After several months of recuperation however the green turtles were cleared for release. To celebrate World Sea Turtle Day and the National Oceanic and Atmospheric Administration’s Sea Turtle Week, officials decided to combine their release with the release of the 10 Kemp’s Ridley turtles. Dittmar said mid-June was the ideal time to release turtles because the water had warmed to the appropriate temperature.
“This is the beginning of the sea turtle season locally,” she said.
Dittmar said all of the turtles were juveniles, likely between the ages of three and seven, and so were not full grown. The Kemp’s Ridley turtles, which are the smallest variety of sea turtle, should mature to around 60 pounds. The green sea turtles are immense and mature to about 500 pounds.
In spite of rain, Thursday’s release went smoothly for the turtles, which slowly slid down the beach into the ocean in front of a crowd of onlookers.
Dittmar said now that they were back in the ocean, the turtles could stay in the area or travel north as far as Cape Cod before heading south for the winter.
While folks at Assateague celebrated the sea turtle by watching the rehabbed animals return to the wild, a local girl marked World Sea Turtle Day by spending it in Washington D.C. Stephen Decatur High School student Sophia Edens, 16, joined Oceana to urge President Obama to do more for endangered sea turtles. Edens was one of several children with Oceana, One More Generation and Lilimar as they delivered more than 12,000 letters and drawings from kids across the country asking politicians to protect turtles from shrimp trawlers. Oceana wants to see the use of Turtle Excluder Devices—metal gates inserted into shrimp nets that allow turtles to escape—mandated in the United States.

▸ Supplied information

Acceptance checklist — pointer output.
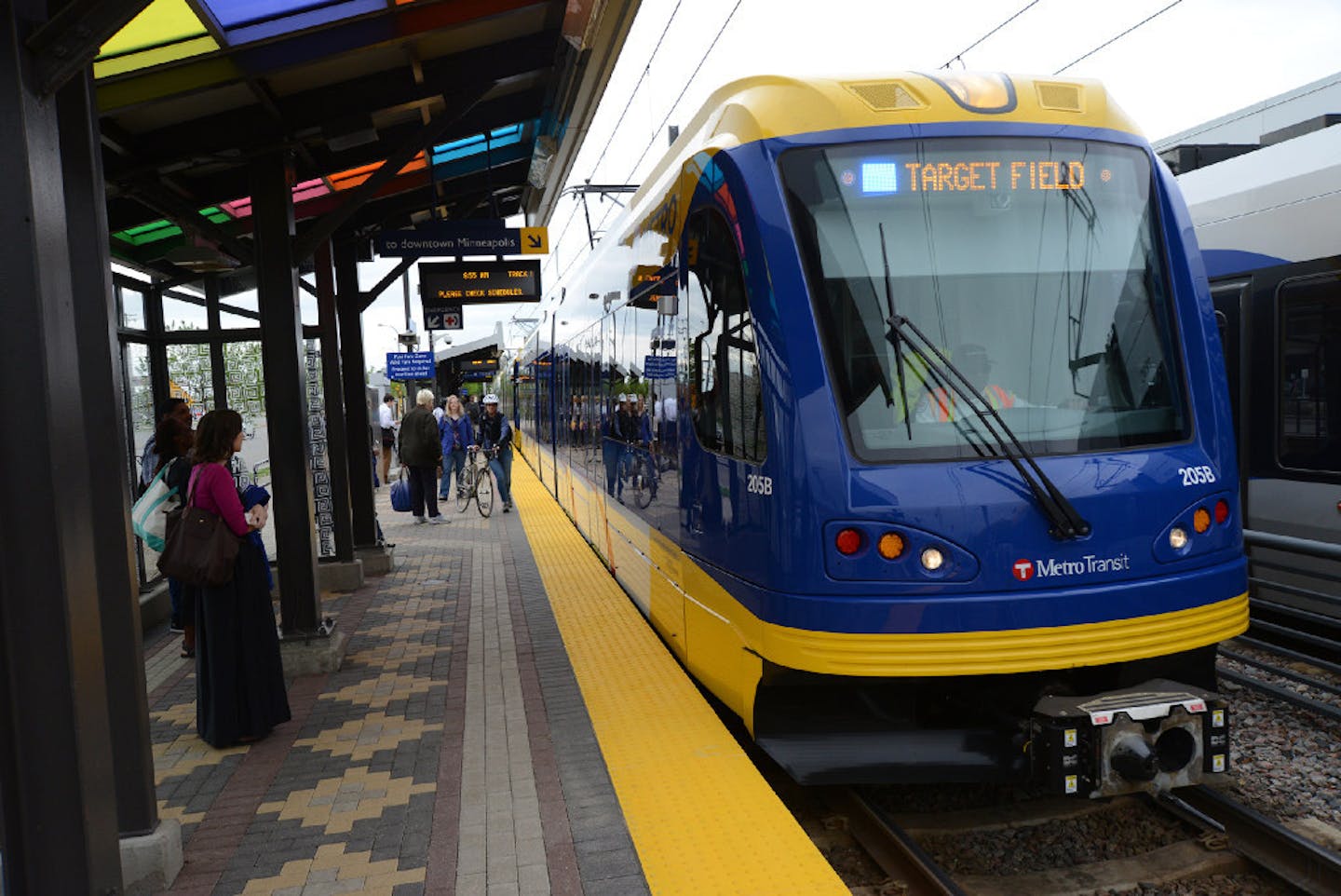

▸ Stated exercise 1
Restate the sea turtle release passage between "Dittmar said all" and "about 500 pounds.", inclusive, and swap "juveniles" for "young animals".
▸ Stated exercise 2
According to the sea turtle release passage, about how much do green sea turtles weigh at maturity?
The listing has no connection to the sea turtle release passage.

▸ Exercise solution 1
Dittmar said all of the turtles were young animals, likely between the ages of three and seven, and so were not full grown. The Kemp’s Ridley turtles, which are the smallest variety of sea turtle, should mature to around 60 pounds. The green sea turtles are immense and mature to about 500 pounds.

▸ Exercise solution 2
About 500 pounds.